Teks bacaan -
“Tiba-tiba terjadi ledakan besar, aku terlempar ke udara, lalu sadar-sadar sudah berada di rumah sakit.” Begitulah Talal Al-Samiri (28) menggambarkan insiden yang membuatnya terluka di seluruh tubuh dan kehilangan kesadaran akibat ledakan dari sisa-sisa amunisi pasukan Israel.
Setelah berbulan-bulan mengungsi, Al-Samiri memutuskan kembali ke rumahnya di wilayah Qarara, timur laut Khan Younis, begitu gencatan senjata antara Hamas dan Israel mulai berlaku pada 19 Januari lalu. Kawasan tersebut sebelumnya menjadi medan pertempuran sengit dalam agresi darat Israel antara Desember hingga April lalu.

Permintaan tertulis a -
Salin ulang bagian teks bacaan mulai dari "Setelah berbulan-bulan mengungsi, Al-Samiri" sampai dengan "hingga April lalu.".

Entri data

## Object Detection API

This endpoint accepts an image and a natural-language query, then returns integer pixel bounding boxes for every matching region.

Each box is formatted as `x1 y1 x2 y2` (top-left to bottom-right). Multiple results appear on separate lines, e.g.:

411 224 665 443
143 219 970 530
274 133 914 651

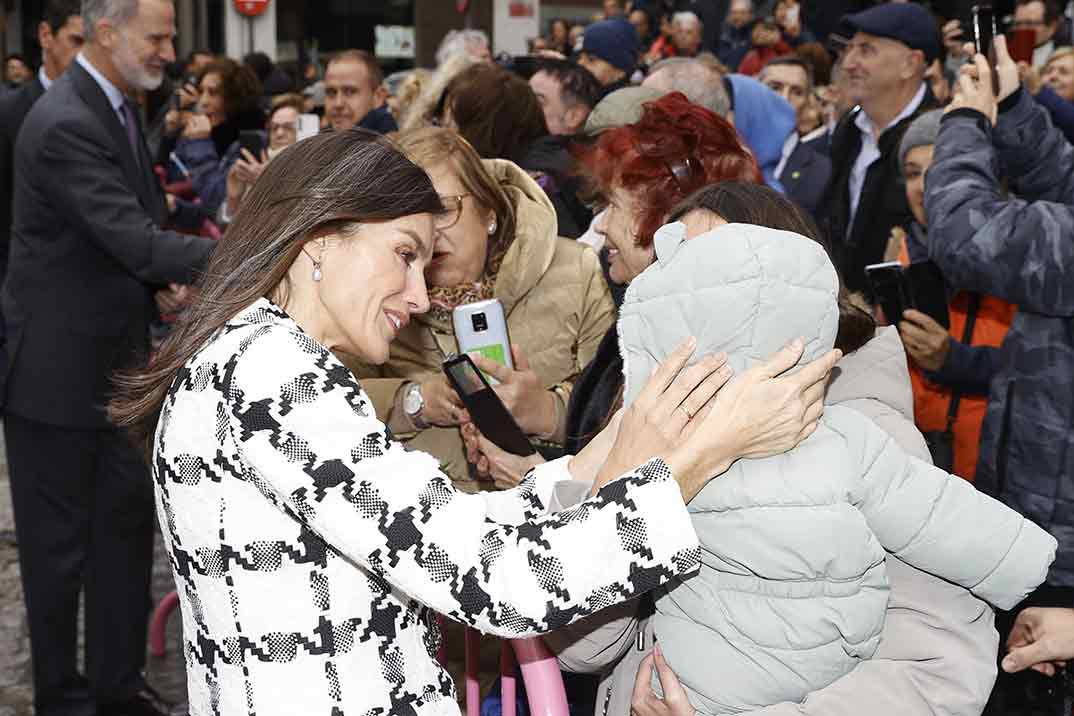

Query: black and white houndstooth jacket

Permintaan tertulis b -
Tuangkan semua baris dari daftar entri data di atas ke dalam sebuah larik JSON berisi string, satu string untuk setiap baris, tanpa baris kosong. Gambar tidak perlu disertakan dalam jawaban.

Jawaban tugas a -
Setelah berbulan-bulan mengungsi, Al-Samiri memutuskan kembali ke rumahnya di wilayah Qarara, timur laut Khan Younis, begitu gencatan senjata antara Hamas dan Israel mulai berlaku pada 19 Januari lalu. Kawasan tersebut sebelumnya menjadi medan pertempuran sengit dalam agresi darat Israel antara Desember hingga April lalu.

Jawaban tugas b -
[
  "## Object Detection API",
  "This endpoint accepts an image and a natural-language query, then returns integer pixel bounding boxes for every matching region.",
  "Each box is formatted as `x1 y1 x2 y2` (top-left to bottom-right). Multiple results appear on separate lines, e.g.:",
  "411 224 665 443",
  "143 219 970 530",
  "274 133 914 651",
  "Query: black and white houndstooth jacket"
]